What to produce:
Reproduce every line of the records below, requests included, and add 134 to each x and y coordinate in the answers.

Records for the exercise:

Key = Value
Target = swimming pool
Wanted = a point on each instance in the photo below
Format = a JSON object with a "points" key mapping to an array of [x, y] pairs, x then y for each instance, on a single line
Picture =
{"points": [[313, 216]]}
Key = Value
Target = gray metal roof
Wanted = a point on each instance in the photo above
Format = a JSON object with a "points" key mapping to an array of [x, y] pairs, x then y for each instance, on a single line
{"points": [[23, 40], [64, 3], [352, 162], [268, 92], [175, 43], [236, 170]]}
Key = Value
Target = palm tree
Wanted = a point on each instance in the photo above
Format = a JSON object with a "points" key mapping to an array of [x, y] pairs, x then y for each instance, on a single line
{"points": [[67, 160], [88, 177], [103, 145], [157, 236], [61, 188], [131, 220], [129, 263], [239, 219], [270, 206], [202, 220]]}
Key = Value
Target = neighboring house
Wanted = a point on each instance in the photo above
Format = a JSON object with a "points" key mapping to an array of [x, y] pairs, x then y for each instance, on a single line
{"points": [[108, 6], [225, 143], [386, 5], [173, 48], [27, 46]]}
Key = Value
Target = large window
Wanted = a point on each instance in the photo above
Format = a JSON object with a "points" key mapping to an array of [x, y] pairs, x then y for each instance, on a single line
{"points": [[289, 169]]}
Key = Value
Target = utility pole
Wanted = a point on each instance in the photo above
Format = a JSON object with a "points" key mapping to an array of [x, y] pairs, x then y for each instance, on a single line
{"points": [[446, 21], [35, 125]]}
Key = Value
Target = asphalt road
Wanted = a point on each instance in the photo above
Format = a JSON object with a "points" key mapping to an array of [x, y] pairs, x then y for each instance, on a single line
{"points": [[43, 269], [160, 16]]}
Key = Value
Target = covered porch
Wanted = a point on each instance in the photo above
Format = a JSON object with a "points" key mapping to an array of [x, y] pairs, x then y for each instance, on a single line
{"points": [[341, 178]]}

Response to the exercise:
Key = Value
Target = swimming pool
Wanted = a point on each instance in the photo below
Format = a JSON object with a "points" key mapping to an array of [x, y] pairs, x then y for each instance, on a single line
Picture =
{"points": [[447, 350]]}
Key = Value
Target = gray metal roof
Wanted = a point on each instance in the photo above
Format = a JSON object with a "points" key mapping to an array of [x, y] pairs, x then y for each instance, on a single line
{"points": [[157, 174], [198, 137], [486, 296], [402, 226], [309, 177], [370, 304]]}
Key = Value
Target = palm tree
Wanted = a point on each instance in the photo above
Format = a JSON object with a "points" key mapping to an array of [x, y] pairs, x then y for each instance, on a single line
{"points": [[201, 294], [222, 311], [237, 279], [291, 370], [195, 322], [265, 354], [263, 397], [373, 353], [404, 340], [336, 354]]}
Key = Value
Target = neighboring house
Wanted = a point on each instance in the photo above
Format = a JSON object with a "points" key mapping to an array of [x, y] pairs, x then y for each instance, on a single line
{"points": [[242, 140], [359, 277], [520, 139], [307, 182], [161, 180]]}
Key = Value
Target = large window
Wanted = a point on each instance in the photo above
Format = a JSON object with a "points" key mapping to an array of [x, y] pairs, x then y for each instance, on a single line
{"points": [[423, 303]]}
Key = Value
Target = utility pole
Wanted = a point on each instance in the photo above
Format = a JSON object with a "points" key mapping to an array of [x, y] pairs, x then y for each instance, on a single line
{"points": [[580, 155], [169, 259]]}
Key = Value
Target = asphalt road
Wanted = a point on each instance in the photo above
Format = a JSON object with a "points" key mapping to an array of [x, y] pairs, x then y for each instance, on a single line
{"points": [[177, 403], [294, 150]]}
Key = Value
Target = covered porch
Wanted = a point on each instance in the photo above
Format = a JSON object with a "points" key mapping to an array of [x, y] pairs, x then y for each instance, on a single line
{"points": [[475, 312]]}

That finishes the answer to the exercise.